─── Source information ───
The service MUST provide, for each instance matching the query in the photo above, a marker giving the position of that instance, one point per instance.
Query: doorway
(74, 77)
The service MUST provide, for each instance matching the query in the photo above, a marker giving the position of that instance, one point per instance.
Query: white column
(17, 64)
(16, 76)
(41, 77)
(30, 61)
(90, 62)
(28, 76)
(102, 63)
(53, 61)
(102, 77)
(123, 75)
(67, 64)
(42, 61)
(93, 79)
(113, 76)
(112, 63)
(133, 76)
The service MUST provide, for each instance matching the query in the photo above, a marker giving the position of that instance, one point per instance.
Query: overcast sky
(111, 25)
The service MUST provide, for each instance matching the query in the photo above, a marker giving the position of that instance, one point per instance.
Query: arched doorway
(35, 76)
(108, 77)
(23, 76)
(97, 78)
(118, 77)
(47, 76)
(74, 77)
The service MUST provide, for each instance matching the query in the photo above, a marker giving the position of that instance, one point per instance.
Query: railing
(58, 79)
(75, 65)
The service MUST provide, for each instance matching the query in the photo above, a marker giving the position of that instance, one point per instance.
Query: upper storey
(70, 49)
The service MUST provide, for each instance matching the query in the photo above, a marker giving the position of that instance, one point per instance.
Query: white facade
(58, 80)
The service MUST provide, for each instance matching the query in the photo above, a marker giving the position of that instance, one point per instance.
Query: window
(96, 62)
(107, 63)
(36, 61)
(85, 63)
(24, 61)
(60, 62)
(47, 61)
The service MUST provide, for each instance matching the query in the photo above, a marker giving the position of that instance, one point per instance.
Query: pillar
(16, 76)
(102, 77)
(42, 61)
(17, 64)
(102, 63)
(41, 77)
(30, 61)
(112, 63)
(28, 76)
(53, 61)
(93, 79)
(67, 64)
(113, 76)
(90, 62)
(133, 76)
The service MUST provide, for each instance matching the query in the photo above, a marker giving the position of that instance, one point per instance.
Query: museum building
───
Activity | Once you have read the material above, write all of it out again exactly.

Expected output |
The service MUST provide, for each instance matching the query in the photo above, a marker giving the position of that instance, one point per instance.
Query: doorway
(74, 77)
The service MUST provide, for each instance matching the query in the photo above, a marker giving the position of that instance, one point per instance.
Query: white column
(17, 64)
(16, 76)
(41, 77)
(30, 61)
(90, 62)
(28, 76)
(102, 63)
(53, 61)
(102, 77)
(123, 75)
(67, 64)
(42, 61)
(93, 79)
(113, 76)
(112, 63)
(133, 76)
The service MUST provide, for each instance matching the query in the photo above, a marker giving the position of that instance, one point per instance.
Query: overcast sky
(111, 25)
The service MUST provide, for each instance matching the query in the photo above, a marker giving the position of that instance, one point per instance.
Query: arched doorway
(35, 76)
(108, 77)
(23, 76)
(97, 78)
(118, 77)
(47, 76)
(74, 77)
The service MUST provide, for each instance matching the query in the photo above, a marker giving the position of that instance, one point per instance.
Query: railing
(58, 79)
(75, 65)
The service MUST provide, for each instance matching the query in the photo above, a marker giving the position of that instance, one point per instance.
Query: upper storey
(70, 49)
The service MUST provide, for each instance matching the query in the photo above, a marker giving the position of that instance, one point per instance.
Query: white facade
(58, 80)
The service MUST provide, for each instance matching the query in the photo above, a marker giving the position of that instance, one point per instance.
Query: window
(96, 62)
(107, 63)
(36, 61)
(85, 63)
(24, 61)
(60, 62)
(47, 61)
The service MUST provide, for each instance matching the query in the photo above, a marker giving the position of that instance, one point per instance.
Query: pillar
(16, 76)
(102, 77)
(42, 61)
(17, 64)
(102, 63)
(41, 77)
(30, 61)
(112, 63)
(28, 76)
(53, 61)
(93, 79)
(67, 64)
(113, 76)
(90, 62)
(133, 76)
The service MUST provide, for each instance matching the query in the photo above, a marker giving the position of that instance, one point per instance.
Query: museum building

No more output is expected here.